▸ Given task: Put each line of the rows below into a two-column Markdown table headed Line No. and Text, numbering the lines in order and skipping blank ones.
____________________
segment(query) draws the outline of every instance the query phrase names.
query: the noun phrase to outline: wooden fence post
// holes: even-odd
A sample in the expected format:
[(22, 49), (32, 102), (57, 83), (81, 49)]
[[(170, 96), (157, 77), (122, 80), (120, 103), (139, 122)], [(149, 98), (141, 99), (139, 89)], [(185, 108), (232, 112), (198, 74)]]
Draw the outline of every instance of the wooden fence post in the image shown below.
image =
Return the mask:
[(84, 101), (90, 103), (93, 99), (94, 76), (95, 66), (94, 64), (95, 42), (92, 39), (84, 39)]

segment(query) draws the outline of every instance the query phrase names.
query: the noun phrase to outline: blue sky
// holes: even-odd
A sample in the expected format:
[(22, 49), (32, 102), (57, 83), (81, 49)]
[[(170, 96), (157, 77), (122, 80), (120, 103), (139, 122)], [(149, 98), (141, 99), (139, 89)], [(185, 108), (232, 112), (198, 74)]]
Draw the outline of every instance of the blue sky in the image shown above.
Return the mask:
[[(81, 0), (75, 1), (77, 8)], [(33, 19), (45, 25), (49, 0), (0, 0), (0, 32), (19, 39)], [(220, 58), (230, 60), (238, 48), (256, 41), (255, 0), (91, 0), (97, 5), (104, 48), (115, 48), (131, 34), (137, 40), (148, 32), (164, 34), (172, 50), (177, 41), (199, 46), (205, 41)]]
____________________
▸ Exercise result:
| Line No. | Text |
|---|---|
| 1 | segment(query) draws the outline of every instance the query phrase names. |
| 2 | query: the noun phrase to outline: wooden fence post |
| 3 | // holes: even-odd |
| 4 | A sample in the expected format: |
| 5 | [(22, 49), (32, 102), (57, 83), (81, 49)] |
| 6 | [[(170, 96), (157, 77), (122, 80), (120, 103), (139, 122)], [(149, 98), (141, 99), (139, 89)], [(185, 108), (232, 112), (198, 74)]] |
| 7 | Draw the outline of every instance of the wooden fence post in the image shown below. |
| 8 | image = |
| 9 | Return the mask: |
| 10 | [(84, 101), (90, 103), (93, 99), (94, 76), (95, 66), (94, 64), (95, 42), (92, 39), (84, 39)] |
| 11 | segment(query) draws the outline of every instance the query phrase names. |
| 12 | query: the noun phrase to outline: blue sky |
| 13 | // holes: even-odd |
| 14 | A sample in the expected format: |
| 15 | [(22, 49), (32, 102), (57, 83), (81, 49)] |
| 16 | [[(170, 96), (157, 77), (122, 80), (120, 103), (139, 122)], [(149, 98), (141, 99), (139, 89)], [(185, 108), (232, 112), (198, 74)]] |
| 17 | Draw the outline of every instance of the blue sky in the image shown above. |
| 18 | Return the mask: |
| 19 | [[(81, 0), (75, 1), (77, 8)], [(33, 19), (45, 25), (49, 0), (0, 0), (0, 32), (19, 39)], [(220, 58), (230, 60), (238, 48), (256, 41), (255, 0), (91, 0), (97, 5), (104, 48), (115, 48), (131, 34), (137, 40), (148, 32), (164, 34), (172, 50), (177, 41), (199, 46), (205, 41)]] |